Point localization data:

-.-.-

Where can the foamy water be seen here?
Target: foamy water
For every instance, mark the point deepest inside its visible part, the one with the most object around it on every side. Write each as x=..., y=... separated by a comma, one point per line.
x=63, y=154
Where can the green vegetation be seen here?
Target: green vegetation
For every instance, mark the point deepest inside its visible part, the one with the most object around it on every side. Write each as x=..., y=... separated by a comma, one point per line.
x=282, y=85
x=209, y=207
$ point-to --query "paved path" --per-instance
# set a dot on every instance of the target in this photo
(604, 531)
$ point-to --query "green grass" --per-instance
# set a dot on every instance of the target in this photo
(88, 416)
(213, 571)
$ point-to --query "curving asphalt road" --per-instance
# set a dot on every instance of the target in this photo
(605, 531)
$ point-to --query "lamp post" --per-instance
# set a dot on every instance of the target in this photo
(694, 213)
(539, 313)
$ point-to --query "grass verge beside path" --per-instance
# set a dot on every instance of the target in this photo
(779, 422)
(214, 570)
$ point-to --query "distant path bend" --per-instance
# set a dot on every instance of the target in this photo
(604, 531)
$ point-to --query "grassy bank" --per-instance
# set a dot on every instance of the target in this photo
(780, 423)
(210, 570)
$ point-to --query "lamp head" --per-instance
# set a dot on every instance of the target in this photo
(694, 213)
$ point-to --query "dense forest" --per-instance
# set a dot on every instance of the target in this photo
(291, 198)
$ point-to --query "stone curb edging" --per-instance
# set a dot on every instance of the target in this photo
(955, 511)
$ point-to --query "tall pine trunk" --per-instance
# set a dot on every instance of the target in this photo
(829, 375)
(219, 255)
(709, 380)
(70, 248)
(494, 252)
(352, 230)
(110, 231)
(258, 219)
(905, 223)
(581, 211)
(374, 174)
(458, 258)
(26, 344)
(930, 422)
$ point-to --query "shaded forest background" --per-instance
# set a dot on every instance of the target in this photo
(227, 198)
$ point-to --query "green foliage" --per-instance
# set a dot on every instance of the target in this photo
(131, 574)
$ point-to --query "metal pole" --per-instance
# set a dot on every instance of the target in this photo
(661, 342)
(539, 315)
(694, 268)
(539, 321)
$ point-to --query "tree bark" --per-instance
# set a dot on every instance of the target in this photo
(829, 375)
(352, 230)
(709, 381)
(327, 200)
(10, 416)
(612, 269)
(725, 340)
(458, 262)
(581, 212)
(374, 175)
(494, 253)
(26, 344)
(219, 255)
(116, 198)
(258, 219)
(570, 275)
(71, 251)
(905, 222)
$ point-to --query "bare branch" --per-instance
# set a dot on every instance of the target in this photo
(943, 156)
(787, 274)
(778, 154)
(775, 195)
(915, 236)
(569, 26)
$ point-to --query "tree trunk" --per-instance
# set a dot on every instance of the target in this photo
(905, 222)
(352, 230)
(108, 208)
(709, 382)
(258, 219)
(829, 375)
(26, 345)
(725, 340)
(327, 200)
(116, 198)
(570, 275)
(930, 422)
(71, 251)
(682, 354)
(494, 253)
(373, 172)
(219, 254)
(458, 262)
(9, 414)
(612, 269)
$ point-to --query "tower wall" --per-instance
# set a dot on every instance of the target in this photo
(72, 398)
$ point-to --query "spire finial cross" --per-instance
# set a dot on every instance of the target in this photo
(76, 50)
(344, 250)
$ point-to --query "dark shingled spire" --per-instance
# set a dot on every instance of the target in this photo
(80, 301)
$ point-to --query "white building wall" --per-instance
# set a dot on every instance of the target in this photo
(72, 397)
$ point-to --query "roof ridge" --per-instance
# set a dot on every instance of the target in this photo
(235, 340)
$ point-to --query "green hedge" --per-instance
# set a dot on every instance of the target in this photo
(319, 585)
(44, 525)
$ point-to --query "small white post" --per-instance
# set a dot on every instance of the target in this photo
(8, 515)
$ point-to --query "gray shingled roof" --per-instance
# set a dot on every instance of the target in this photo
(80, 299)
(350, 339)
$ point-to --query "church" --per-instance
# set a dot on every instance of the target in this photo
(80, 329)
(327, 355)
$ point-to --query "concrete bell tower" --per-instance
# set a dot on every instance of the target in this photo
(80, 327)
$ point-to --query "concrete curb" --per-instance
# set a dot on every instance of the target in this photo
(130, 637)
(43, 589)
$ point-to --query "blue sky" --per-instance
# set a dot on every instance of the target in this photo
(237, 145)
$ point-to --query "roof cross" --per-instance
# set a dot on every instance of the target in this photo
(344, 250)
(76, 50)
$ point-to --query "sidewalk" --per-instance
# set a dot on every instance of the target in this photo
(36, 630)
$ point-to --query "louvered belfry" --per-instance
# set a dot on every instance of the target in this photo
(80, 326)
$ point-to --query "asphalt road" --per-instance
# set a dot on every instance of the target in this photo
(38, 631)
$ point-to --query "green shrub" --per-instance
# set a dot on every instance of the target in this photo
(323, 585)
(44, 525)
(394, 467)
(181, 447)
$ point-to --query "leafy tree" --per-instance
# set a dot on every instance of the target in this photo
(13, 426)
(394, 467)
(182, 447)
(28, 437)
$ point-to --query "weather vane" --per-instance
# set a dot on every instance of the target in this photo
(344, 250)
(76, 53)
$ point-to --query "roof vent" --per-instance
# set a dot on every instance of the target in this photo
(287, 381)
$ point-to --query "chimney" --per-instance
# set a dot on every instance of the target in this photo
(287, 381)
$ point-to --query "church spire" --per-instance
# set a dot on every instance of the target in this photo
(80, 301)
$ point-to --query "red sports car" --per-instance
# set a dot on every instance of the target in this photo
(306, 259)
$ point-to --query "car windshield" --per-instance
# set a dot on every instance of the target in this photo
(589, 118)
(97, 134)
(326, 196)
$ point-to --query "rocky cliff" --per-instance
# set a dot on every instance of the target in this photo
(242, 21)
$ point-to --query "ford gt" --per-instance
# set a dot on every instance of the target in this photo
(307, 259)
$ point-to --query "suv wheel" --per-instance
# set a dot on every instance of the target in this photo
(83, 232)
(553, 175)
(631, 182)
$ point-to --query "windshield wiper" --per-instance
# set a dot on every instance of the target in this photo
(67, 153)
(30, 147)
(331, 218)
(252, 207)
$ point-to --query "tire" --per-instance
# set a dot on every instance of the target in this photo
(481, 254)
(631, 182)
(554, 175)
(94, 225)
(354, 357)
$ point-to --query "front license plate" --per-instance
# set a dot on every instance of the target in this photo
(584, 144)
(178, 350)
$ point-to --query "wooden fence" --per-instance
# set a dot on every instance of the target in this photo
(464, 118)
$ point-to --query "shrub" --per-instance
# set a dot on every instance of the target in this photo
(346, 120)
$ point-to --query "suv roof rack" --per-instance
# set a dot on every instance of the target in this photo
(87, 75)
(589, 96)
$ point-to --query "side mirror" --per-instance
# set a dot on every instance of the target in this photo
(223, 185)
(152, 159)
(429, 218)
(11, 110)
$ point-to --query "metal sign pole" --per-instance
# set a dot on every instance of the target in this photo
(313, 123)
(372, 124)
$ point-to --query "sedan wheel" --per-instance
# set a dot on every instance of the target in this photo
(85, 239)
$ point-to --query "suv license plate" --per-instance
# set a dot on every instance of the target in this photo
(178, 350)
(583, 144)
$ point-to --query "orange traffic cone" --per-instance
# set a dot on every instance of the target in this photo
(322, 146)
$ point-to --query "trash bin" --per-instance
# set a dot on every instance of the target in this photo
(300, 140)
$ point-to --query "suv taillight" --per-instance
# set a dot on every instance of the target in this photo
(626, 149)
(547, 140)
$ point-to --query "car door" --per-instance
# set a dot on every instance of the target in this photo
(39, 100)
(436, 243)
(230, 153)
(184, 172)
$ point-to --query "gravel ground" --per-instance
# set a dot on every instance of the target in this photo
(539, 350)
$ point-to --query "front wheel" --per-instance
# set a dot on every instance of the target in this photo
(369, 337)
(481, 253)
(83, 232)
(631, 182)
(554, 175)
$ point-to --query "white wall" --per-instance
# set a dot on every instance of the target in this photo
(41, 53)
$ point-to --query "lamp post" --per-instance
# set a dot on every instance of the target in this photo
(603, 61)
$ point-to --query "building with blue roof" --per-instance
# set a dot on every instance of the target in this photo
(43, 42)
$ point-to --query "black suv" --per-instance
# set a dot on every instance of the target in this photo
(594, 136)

-.-.-

TASK:
Wherever a line in the records contains the word "shrub", copy that line.

TASK ANSWER:
$ point-to --query "green shrub" --per-instance
$ point-to --query "shrub" --per-instance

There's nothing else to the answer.